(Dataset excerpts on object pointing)

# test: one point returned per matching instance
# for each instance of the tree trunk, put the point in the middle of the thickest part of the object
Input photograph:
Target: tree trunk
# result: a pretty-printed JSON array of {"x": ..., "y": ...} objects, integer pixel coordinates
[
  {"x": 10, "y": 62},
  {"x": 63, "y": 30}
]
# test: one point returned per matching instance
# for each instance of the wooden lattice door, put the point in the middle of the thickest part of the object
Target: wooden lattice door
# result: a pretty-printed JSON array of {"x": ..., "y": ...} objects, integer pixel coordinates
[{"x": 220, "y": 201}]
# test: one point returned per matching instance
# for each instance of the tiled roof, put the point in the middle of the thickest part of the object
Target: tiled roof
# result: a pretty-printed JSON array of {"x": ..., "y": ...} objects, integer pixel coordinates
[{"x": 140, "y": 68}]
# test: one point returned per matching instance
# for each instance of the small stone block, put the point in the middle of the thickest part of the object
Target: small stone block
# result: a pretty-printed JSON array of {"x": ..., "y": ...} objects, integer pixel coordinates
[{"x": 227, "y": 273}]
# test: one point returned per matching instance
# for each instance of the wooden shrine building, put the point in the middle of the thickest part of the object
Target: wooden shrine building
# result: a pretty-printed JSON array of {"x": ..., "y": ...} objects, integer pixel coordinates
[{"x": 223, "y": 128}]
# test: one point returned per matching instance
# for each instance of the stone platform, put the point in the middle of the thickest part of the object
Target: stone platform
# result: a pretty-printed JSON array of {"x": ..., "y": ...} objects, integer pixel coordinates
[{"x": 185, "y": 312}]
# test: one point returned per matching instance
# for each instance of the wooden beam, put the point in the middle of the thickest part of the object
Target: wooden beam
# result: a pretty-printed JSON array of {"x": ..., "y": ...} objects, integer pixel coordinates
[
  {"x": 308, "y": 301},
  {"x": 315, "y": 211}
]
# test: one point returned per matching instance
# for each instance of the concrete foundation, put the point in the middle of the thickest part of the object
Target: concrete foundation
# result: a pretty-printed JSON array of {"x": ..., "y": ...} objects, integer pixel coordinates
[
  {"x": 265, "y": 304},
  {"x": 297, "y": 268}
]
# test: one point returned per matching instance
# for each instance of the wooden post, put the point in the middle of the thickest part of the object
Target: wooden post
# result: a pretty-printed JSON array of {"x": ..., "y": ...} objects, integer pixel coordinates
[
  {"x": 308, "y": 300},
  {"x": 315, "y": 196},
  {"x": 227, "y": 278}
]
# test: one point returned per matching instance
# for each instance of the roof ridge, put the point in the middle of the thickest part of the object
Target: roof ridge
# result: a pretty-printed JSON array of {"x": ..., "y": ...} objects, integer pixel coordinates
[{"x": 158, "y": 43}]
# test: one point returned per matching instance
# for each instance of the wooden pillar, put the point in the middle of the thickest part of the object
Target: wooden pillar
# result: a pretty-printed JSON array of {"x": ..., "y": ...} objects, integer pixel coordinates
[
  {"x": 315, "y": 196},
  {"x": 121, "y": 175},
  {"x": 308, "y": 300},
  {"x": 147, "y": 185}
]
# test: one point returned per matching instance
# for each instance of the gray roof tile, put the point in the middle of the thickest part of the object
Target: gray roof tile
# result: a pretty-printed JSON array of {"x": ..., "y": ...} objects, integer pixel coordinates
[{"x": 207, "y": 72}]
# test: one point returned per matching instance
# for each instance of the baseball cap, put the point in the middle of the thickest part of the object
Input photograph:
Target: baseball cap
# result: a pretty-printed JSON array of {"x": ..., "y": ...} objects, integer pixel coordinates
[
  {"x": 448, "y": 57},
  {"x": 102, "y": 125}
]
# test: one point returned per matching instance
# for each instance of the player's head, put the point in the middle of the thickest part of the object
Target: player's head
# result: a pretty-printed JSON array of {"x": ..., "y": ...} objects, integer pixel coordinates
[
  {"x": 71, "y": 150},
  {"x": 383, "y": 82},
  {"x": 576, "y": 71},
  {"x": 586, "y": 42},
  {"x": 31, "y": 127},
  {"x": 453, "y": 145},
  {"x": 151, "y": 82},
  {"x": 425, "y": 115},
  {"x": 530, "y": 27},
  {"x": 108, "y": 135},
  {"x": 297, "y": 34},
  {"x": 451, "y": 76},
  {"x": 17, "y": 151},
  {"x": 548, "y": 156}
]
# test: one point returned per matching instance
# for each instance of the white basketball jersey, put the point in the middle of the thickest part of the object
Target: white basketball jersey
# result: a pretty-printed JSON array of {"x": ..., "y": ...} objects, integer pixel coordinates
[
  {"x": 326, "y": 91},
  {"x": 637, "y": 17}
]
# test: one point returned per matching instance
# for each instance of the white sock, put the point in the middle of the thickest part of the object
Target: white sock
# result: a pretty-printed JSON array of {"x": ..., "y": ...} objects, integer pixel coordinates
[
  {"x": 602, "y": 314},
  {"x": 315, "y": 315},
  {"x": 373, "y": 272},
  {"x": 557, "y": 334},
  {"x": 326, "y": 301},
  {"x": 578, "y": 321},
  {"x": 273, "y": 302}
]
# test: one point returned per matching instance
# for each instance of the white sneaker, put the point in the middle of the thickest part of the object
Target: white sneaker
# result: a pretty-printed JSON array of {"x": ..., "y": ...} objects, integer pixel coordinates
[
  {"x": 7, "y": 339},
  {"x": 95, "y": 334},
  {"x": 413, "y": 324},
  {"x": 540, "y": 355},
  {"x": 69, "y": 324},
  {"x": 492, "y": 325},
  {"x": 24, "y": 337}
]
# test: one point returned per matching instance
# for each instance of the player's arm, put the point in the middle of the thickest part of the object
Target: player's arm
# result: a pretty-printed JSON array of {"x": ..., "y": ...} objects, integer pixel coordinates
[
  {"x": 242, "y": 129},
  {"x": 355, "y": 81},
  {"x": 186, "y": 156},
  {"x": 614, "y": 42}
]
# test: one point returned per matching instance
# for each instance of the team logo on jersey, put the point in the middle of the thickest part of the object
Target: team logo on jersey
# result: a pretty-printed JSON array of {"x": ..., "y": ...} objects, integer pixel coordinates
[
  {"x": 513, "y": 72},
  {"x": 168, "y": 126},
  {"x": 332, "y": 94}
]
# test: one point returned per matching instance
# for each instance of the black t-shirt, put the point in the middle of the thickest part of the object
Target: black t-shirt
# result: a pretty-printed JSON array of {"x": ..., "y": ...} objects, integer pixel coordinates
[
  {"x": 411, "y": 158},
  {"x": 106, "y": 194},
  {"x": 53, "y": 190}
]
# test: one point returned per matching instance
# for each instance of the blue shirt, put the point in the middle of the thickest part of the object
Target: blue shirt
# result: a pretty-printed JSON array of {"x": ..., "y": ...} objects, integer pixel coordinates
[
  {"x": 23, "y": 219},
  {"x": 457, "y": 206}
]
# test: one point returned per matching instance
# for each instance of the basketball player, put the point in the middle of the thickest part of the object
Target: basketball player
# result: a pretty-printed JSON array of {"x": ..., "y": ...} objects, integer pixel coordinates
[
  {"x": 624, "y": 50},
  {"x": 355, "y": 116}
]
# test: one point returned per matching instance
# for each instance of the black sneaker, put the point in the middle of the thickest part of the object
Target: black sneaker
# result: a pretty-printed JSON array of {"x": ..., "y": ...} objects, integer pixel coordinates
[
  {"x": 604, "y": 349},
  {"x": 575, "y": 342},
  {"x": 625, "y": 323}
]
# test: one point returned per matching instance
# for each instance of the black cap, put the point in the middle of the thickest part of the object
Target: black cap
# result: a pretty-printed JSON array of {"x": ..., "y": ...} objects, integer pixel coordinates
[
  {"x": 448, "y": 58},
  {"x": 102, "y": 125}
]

**Job:** All of the data shown above must be copied exactly.

**Output for this task:**
# test: one point returned per matching instance
# for each instance of the tree trunk, put the point in the middle of the thickest part of the object
Input photograph:
Target: tree trunk
# result: a pretty-printed JSON array of {"x": ..., "y": ...} objects, integer pixel coordinates
[
  {"x": 10, "y": 62},
  {"x": 63, "y": 30}
]
# test: one point returned per matching instance
# for each instance of the wooden lattice door, put the point in the middle of the thickest part of the object
Target: wooden lattice door
# result: a pretty-printed JSON array of {"x": ..., "y": ...} objects, integer pixel coordinates
[{"x": 220, "y": 201}]
# test: one point returned per matching instance
# for each instance of the tiled roof, put the point in the middle of the thickest part of the object
Target: tiled roof
# result: a pretty-printed JSON array of {"x": ..., "y": ...} objects, integer pixel coordinates
[{"x": 140, "y": 68}]
# test: one point returned per matching instance
# for each instance of the small stone block, put the point in the middle of the thickest part of the object
Target: small stone block
# result: a pretty-printed JSON array of {"x": ..., "y": ...} objects, integer pixel coordinates
[{"x": 227, "y": 273}]
# test: one point returned per matching instance
# for each instance of the wooden shrine building, put the point in the middle of the thickest part of the object
Target: wooden shrine building
# result: a pretty-printed JSON array of {"x": ..., "y": ...} objects, integer pixel coordinates
[{"x": 223, "y": 128}]
# test: one point returned per matching instance
# for each instance of the stone platform, put the point in the middle of the thickest part of the object
Target: stone platform
# result: a pretty-printed JSON array of {"x": ..., "y": ...} objects, integer pixel coordinates
[{"x": 185, "y": 312}]
# test: one point returned per matching instance
# for each instance of the wooden beam, put the point in the middle of the thickest part of the object
Target: wooden beam
# result: a pretty-printed JSON array of {"x": ..., "y": ...} objects, integer pixel coordinates
[
  {"x": 308, "y": 301},
  {"x": 315, "y": 211}
]
# test: one point returned per matching instance
# for each instance of the concrete foundation, put the point in the middle of the thickest part of the object
Target: concrete foundation
# result: a pretty-printed JSON array of {"x": ..., "y": ...} objects, integer pixel coordinates
[
  {"x": 265, "y": 304},
  {"x": 297, "y": 268}
]
# test: one point returned per matching instance
# for each instance of the wooden post, put the point in the middle of the thickest part of the object
Target: wooden post
# result: a pretty-printed JSON array of {"x": ..., "y": ...} objects, integer pixel coordinates
[
  {"x": 308, "y": 300},
  {"x": 315, "y": 196},
  {"x": 227, "y": 278}
]
# test: one point returned per matching instance
# for each instance of the roof ridge, put the point in the middle of the thickest part of the object
Target: roof ridge
# result: a pretty-printed JSON array of {"x": ..., "y": ...} objects, integer pixel coordinates
[{"x": 158, "y": 43}]
# test: one point returned per matching instance
# for each instance of the wooden pillar, put the point in the middle of the thickest part of the object
Target: wooden pillar
# result: a pretty-printed JSON array of {"x": ..., "y": ...} objects, integer pixel coordinates
[
  {"x": 315, "y": 196},
  {"x": 121, "y": 175},
  {"x": 308, "y": 300},
  {"x": 147, "y": 185}
]
# test: one point returned per matching instance
# for each instance of the gray roof tile, put the point in the middle of the thickest part of the object
Target: gray roof tile
# result: a pretty-printed JSON array of {"x": ..., "y": ...} objects, integer pixel coordinates
[{"x": 207, "y": 72}]
# test: one point returned per matching instance
# for each instance of the baseball cap, put the point in the middle of the thickest part of the object
Input photograph:
Target: baseball cap
# result: a pretty-printed JSON array of {"x": ..., "y": ...} objects, integer pixel coordinates
[
  {"x": 448, "y": 57},
  {"x": 102, "y": 125}
]
# test: one point returned per matching instance
# for each instance of the player's head, put the point in the middle of the thickest part of the object
Target: player's head
# result: a pretty-printed JSON array of {"x": ..., "y": ...} objects, integer pixel coordinates
[
  {"x": 71, "y": 150},
  {"x": 383, "y": 82},
  {"x": 576, "y": 71},
  {"x": 586, "y": 42},
  {"x": 31, "y": 127},
  {"x": 453, "y": 145},
  {"x": 151, "y": 82},
  {"x": 425, "y": 115},
  {"x": 530, "y": 27},
  {"x": 108, "y": 135},
  {"x": 297, "y": 34},
  {"x": 451, "y": 76},
  {"x": 17, "y": 151},
  {"x": 548, "y": 156}
]
# test: one point returned per matching instance
# for each instance of the white basketball jersey, put the point in the middle of the thickest part of the object
Target: white basketball jersey
# result: a pretty-printed JSON array of {"x": ..., "y": ...} objects, integer pixel coordinates
[
  {"x": 326, "y": 91},
  {"x": 637, "y": 17}
]
# test: one point returned per matching instance
# for each instance of the white sock, put the point in the middle of the thickest part of the object
Target: white sock
# result: a pretty-printed JSON array of {"x": ..., "y": ...} objects, integer pixel coordinates
[
  {"x": 602, "y": 314},
  {"x": 315, "y": 315},
  {"x": 373, "y": 272},
  {"x": 557, "y": 334},
  {"x": 326, "y": 301},
  {"x": 578, "y": 321},
  {"x": 273, "y": 302}
]
# test: one point returned per matching instance
# for each instance of the white sneaker, put the point in the middle of the thickest part of the object
Target: white sneaker
# result: a pretty-printed JSON array of {"x": ..., "y": ...} objects, integer pixel coordinates
[
  {"x": 7, "y": 339},
  {"x": 95, "y": 334},
  {"x": 413, "y": 324},
  {"x": 540, "y": 355},
  {"x": 69, "y": 324},
  {"x": 492, "y": 325},
  {"x": 24, "y": 337}
]
# test: one point returned per matching instance
# for each instance of the player's arm, put the point in the middle of the thickest part of the object
Target: player's arm
# result: a pretty-printed JSON array of {"x": ..., "y": ...} objects, integer pixel coordinates
[
  {"x": 242, "y": 129},
  {"x": 355, "y": 81},
  {"x": 186, "y": 156},
  {"x": 614, "y": 42}
]
# test: one point returned per matching instance
# for each instance of the team logo on jersey, put the point in the middle of the thickest part of the object
Target: team logo on jersey
# result: a pretty-printed JSON array of {"x": ..., "y": ...} objects, integer pixel coordinates
[
  {"x": 513, "y": 72},
  {"x": 168, "y": 126},
  {"x": 332, "y": 94}
]
# test: one point returned per matching instance
# for each instance of the black t-shirt, put the point in the middle of the thickest part of the object
Target: black t-shirt
# result: a pretty-printed JSON array of {"x": ..., "y": ...} objects, integer pixel coordinates
[
  {"x": 411, "y": 158},
  {"x": 106, "y": 194},
  {"x": 53, "y": 190}
]
# test: one point returned per matching instance
# for each instance of the blue shirt, put the point in the middle of the thickest part of the object
Target: blue shirt
# result: a pretty-printed JSON array of {"x": ..., "y": ...} objects, integer pixel coordinates
[
  {"x": 23, "y": 219},
  {"x": 457, "y": 206}
]
# test: one point returned per matching instance
# for each instance of the basketball player, put the point in the middle of the thickest part of the object
Target: basketball player
# result: a pretty-printed JSON array of {"x": ..., "y": ...} objects, integer pixel coordinates
[
  {"x": 624, "y": 50},
  {"x": 355, "y": 116}
]
# test: one point returned per matching instance
# for each instance of the black sneaker, put the point in the middle of the thickest part of the object
Target: black sneaker
# result: a pretty-printed JSON array of {"x": ..., "y": ...} objects, integer pixel coordinates
[
  {"x": 604, "y": 349},
  {"x": 575, "y": 342},
  {"x": 625, "y": 323}
]
# test: one point returned per matching instance
# for each instance of the black cap, put the point in the middle of the thickest part of the object
Target: black cap
# result: a pretty-printed JSON array of {"x": ..., "y": ...} objects, integer pixel coordinates
[
  {"x": 448, "y": 58},
  {"x": 102, "y": 125}
]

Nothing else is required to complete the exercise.